# Exercise task
Turn the lines of the listing below, from the line containing "Every instance of the moss on" through the end of the listing, into a JSON list of strings with one string per line, leaving out blank lines.

# Materials provided

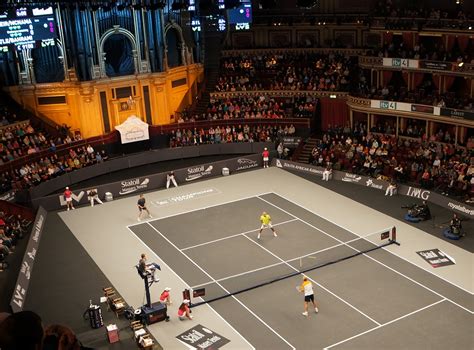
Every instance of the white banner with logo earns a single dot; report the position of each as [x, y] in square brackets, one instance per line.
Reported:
[133, 130]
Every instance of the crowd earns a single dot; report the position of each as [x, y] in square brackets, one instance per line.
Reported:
[12, 228]
[227, 134]
[433, 165]
[32, 173]
[286, 71]
[420, 51]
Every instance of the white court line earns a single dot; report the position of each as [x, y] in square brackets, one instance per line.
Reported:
[203, 208]
[375, 260]
[233, 296]
[385, 324]
[187, 285]
[233, 236]
[350, 231]
[280, 263]
[319, 284]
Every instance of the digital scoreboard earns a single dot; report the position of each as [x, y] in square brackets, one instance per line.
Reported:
[25, 27]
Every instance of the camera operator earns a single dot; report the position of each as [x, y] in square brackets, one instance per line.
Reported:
[455, 225]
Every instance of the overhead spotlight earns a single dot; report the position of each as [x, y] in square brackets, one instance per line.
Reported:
[177, 6]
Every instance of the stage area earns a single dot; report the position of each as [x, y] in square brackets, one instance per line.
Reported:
[204, 234]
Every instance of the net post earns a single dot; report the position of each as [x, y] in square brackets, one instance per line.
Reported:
[393, 237]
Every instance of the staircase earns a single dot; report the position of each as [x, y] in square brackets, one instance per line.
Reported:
[212, 40]
[305, 154]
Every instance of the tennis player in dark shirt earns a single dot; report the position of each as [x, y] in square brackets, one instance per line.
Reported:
[142, 207]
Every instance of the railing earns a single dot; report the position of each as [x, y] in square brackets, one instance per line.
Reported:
[467, 69]
[280, 93]
[22, 123]
[416, 24]
[280, 51]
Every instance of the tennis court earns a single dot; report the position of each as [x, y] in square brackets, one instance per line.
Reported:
[367, 301]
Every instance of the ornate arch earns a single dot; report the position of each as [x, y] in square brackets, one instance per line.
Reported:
[116, 30]
[182, 46]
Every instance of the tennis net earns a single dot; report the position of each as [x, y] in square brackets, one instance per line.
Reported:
[284, 269]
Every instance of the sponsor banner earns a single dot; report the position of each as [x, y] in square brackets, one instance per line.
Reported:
[422, 109]
[435, 198]
[200, 171]
[348, 177]
[306, 168]
[390, 105]
[155, 181]
[456, 113]
[133, 130]
[436, 258]
[134, 185]
[414, 192]
[23, 281]
[436, 65]
[291, 141]
[8, 196]
[200, 337]
[185, 197]
[400, 63]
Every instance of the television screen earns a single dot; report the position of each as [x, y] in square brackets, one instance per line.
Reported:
[241, 14]
[24, 27]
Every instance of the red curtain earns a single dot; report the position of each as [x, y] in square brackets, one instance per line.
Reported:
[334, 112]
[408, 39]
[449, 80]
[387, 38]
[386, 76]
[417, 79]
[436, 80]
[463, 40]
[451, 41]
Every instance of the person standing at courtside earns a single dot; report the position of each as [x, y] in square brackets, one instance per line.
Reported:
[266, 221]
[307, 288]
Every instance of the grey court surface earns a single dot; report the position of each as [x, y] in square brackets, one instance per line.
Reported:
[371, 301]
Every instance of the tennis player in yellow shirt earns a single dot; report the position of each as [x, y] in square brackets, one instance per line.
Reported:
[266, 221]
[307, 288]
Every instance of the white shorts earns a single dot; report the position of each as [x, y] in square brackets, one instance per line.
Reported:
[266, 225]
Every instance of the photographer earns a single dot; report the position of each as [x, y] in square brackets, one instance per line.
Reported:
[455, 225]
[92, 195]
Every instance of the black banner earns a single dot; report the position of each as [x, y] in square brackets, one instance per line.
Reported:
[200, 337]
[436, 65]
[23, 281]
[456, 113]
[152, 182]
[422, 109]
[436, 258]
[291, 141]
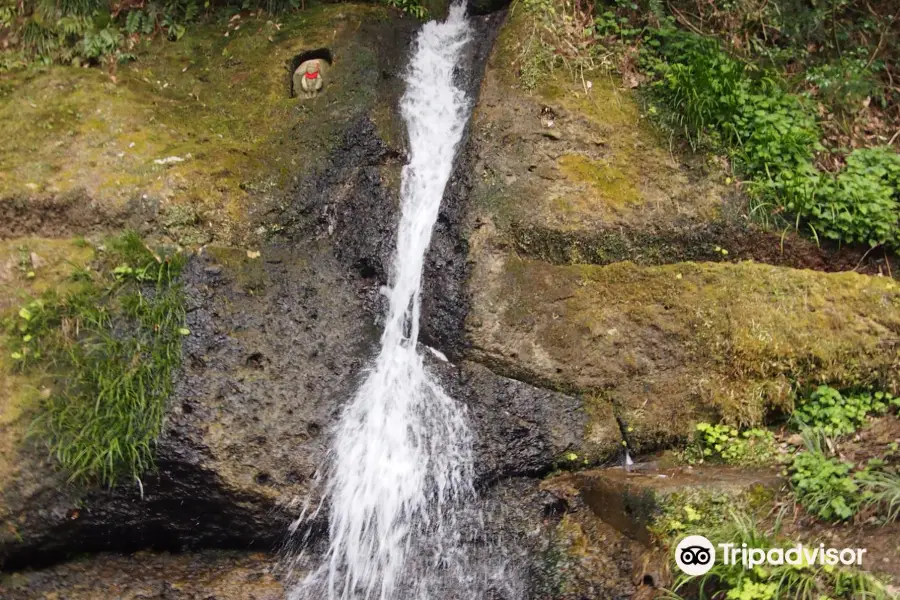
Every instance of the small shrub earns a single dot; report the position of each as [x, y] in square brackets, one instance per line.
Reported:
[772, 136]
[836, 414]
[410, 7]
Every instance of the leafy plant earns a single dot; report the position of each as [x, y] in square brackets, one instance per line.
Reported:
[751, 446]
[835, 414]
[410, 7]
[773, 137]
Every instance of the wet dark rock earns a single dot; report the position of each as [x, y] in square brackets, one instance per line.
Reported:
[219, 575]
[444, 297]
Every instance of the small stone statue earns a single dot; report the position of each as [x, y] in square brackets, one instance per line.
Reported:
[308, 78]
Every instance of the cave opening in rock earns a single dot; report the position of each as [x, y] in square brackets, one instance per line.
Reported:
[298, 59]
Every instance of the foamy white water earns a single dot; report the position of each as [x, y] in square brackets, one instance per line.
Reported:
[401, 465]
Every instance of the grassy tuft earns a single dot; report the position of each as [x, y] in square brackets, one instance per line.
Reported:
[111, 345]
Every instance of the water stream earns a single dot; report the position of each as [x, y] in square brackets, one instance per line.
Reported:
[401, 465]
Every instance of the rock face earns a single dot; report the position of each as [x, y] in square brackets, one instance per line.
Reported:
[219, 575]
[566, 283]
[279, 337]
[577, 232]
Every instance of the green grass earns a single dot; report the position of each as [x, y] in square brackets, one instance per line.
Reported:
[111, 346]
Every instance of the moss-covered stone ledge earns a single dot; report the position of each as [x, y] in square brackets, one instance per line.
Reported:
[670, 345]
[200, 134]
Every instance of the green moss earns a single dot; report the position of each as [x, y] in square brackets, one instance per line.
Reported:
[609, 181]
[108, 348]
[220, 104]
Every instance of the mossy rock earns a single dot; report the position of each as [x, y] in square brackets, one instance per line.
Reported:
[204, 126]
[675, 344]
[635, 503]
[576, 146]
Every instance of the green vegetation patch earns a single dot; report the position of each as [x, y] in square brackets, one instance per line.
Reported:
[754, 446]
[834, 489]
[772, 136]
[841, 414]
[111, 345]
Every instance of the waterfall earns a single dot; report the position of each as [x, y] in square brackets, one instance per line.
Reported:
[401, 466]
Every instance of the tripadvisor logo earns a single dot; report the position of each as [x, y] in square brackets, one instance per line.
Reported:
[696, 555]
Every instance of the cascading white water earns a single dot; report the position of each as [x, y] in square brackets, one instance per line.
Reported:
[401, 463]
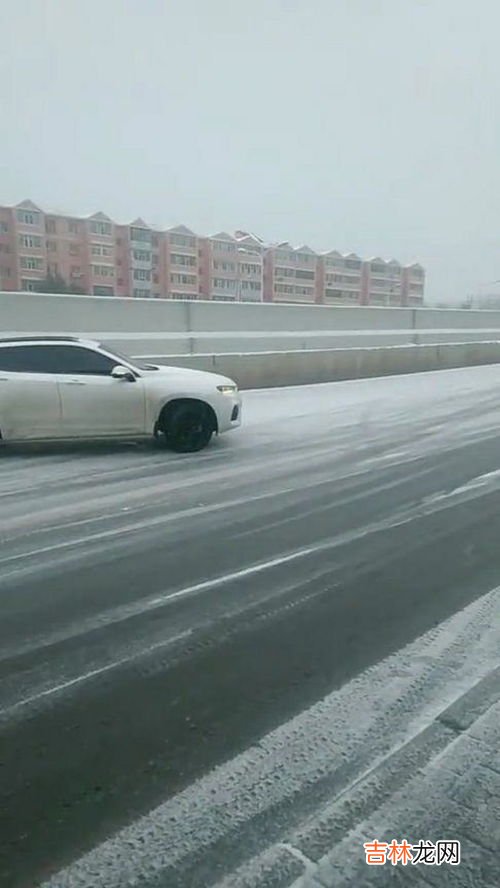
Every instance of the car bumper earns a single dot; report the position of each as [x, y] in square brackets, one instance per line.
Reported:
[228, 413]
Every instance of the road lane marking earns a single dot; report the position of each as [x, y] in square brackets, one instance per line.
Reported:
[93, 673]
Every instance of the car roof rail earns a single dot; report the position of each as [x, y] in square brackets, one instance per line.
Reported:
[39, 339]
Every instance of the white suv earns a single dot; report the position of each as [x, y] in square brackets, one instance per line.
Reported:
[56, 387]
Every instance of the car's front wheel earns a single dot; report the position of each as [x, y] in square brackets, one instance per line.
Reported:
[186, 428]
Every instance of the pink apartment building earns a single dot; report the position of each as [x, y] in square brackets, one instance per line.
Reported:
[97, 256]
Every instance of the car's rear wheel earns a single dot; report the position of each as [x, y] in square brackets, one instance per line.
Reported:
[187, 428]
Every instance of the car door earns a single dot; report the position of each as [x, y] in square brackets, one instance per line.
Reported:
[30, 407]
[94, 403]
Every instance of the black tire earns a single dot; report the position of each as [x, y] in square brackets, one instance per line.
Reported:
[187, 428]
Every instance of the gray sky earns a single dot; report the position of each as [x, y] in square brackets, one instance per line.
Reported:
[366, 125]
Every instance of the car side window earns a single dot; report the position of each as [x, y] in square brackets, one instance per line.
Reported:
[24, 359]
[55, 359]
[81, 361]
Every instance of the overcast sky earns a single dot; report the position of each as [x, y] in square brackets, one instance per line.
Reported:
[365, 125]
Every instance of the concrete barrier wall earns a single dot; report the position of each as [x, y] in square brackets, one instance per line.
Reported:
[148, 327]
[268, 369]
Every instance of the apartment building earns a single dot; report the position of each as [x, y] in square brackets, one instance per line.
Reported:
[181, 263]
[350, 280]
[95, 255]
[291, 274]
[341, 279]
[412, 285]
[23, 252]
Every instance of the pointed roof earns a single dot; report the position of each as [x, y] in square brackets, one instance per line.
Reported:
[140, 223]
[305, 249]
[181, 229]
[223, 235]
[101, 217]
[249, 235]
[28, 205]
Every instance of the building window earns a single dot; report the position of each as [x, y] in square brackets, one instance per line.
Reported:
[102, 228]
[180, 259]
[103, 271]
[100, 250]
[182, 240]
[30, 240]
[140, 234]
[28, 217]
[304, 275]
[223, 247]
[183, 279]
[250, 285]
[31, 262]
[224, 284]
[223, 266]
[28, 284]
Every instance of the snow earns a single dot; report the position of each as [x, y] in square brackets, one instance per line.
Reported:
[368, 719]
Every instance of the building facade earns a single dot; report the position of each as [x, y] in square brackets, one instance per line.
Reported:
[97, 256]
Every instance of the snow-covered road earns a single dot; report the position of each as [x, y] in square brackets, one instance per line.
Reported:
[161, 614]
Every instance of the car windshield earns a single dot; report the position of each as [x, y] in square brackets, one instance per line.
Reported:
[139, 365]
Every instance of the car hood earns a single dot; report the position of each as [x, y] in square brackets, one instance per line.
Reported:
[187, 374]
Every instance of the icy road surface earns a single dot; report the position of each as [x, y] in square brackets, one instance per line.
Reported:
[160, 615]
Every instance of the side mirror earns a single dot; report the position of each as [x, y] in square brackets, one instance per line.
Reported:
[122, 373]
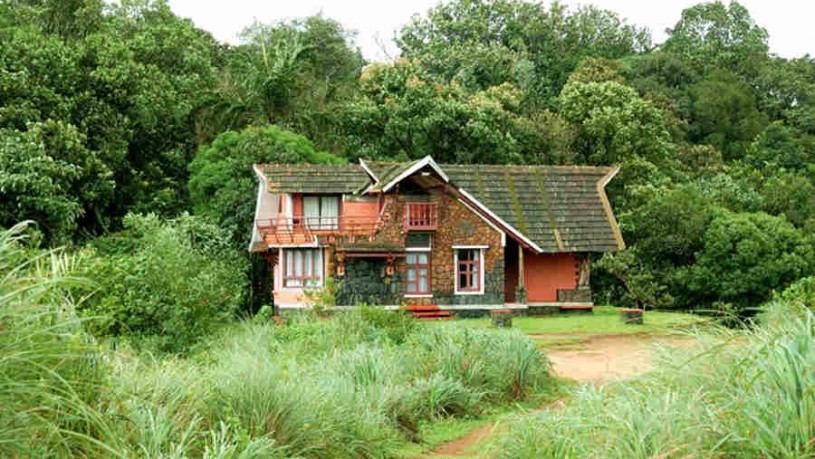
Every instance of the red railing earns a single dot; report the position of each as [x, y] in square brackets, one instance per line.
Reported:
[421, 216]
[296, 230]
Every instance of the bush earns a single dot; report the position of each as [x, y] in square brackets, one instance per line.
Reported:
[747, 256]
[172, 282]
[751, 398]
[50, 370]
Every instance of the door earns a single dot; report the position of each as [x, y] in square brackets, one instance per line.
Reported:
[510, 270]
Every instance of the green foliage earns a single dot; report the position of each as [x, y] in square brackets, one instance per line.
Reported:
[50, 369]
[724, 114]
[747, 256]
[171, 282]
[294, 74]
[406, 112]
[222, 179]
[739, 396]
[484, 43]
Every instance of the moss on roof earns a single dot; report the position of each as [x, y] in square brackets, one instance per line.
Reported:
[559, 208]
[316, 178]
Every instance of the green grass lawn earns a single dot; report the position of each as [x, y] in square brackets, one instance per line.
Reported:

# Full answer
[
  "Every instance of the moss on roof earns a single dot; report the position of each as [x, y] in square brackets, one instance per line.",
  "Reported:",
  "[559, 208]",
  "[316, 178]",
  "Every instance of the green grass lawn earns a single dot; report the position of each as [x, y] in square brackets, one instance per line.",
  "Reported:"
]